#### What to produce
Arrange the entries as a numbered list with blank lines omitted, starting at the line containing "For sports analytics purposes, locate the bride's hand" and continuing through the end of the entries.

(Bounding-box records)
————————

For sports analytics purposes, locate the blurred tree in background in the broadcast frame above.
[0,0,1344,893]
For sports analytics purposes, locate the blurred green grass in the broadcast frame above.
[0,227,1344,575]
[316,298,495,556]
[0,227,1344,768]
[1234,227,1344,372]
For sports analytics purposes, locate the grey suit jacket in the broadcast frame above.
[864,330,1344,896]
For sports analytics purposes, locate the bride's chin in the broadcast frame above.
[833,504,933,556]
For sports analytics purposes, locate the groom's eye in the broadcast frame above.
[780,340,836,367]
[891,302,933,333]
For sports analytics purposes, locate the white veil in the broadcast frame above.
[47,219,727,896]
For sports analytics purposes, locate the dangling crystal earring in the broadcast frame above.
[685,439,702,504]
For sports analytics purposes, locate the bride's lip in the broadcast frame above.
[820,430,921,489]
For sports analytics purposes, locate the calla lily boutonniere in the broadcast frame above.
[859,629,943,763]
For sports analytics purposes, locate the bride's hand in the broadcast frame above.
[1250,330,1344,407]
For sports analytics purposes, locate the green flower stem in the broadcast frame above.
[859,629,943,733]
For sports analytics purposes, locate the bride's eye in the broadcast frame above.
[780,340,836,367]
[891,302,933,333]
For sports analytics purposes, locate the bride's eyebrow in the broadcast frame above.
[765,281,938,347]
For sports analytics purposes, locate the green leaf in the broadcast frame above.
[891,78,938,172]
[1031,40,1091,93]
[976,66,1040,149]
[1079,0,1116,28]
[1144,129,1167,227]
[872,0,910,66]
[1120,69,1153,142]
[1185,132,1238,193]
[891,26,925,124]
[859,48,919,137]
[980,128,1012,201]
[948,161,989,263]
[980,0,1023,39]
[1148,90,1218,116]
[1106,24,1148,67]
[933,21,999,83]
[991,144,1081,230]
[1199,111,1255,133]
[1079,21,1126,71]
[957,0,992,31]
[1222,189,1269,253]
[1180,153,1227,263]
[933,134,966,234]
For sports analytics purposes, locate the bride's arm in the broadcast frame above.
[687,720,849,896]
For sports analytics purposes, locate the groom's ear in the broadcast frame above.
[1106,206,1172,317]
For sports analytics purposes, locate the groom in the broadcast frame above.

————————

#### Correct result
1. For sports analytics purposes, locate the bride's hand in the broadcast frame above.
2. [1250,330,1344,407]
3. For sports analytics purposes, locate the green flower stem in the broadcast frame above.
4. [859,629,943,733]
5. For sports analytics purposes, locate the bride's eye in the broadcast frame above.
6. [780,340,836,367]
7. [891,302,933,333]
8. For sports analytics purposes, locate the bride's eyebrow in the broadcast frame above.
9. [765,281,938,347]
10. For sports analytics purposes, locate the green leaf in the broadcast frame above.
11. [891,78,938,172]
12. [1031,40,1091,93]
13. [976,66,1040,149]
14. [1079,0,1116,28]
15. [1144,129,1167,227]
16. [872,0,910,66]
17. [1120,69,1153,142]
18. [1185,132,1238,193]
19. [891,26,925,124]
20. [859,48,919,137]
21. [980,128,1012,201]
22. [948,161,989,263]
23. [980,0,1023,39]
24. [1148,90,1218,116]
25. [1106,24,1148,67]
26. [933,21,999,83]
27. [991,144,1081,230]
28. [1199,111,1255,133]
29. [1079,21,1126,71]
30. [957,0,992,31]
31. [1222,189,1269,253]
32. [1180,153,1227,263]
33. [933,134,966,234]
34. For sports analytics purposes, locate the bride's arm in the broadcast frame above.
35. [687,720,849,896]
36. For sports analytics purposes, locate the groom's ear in the broadcast frame above.
37. [1106,206,1172,317]
38. For sports analytics purposes, locate the groom in the broadcast frame above.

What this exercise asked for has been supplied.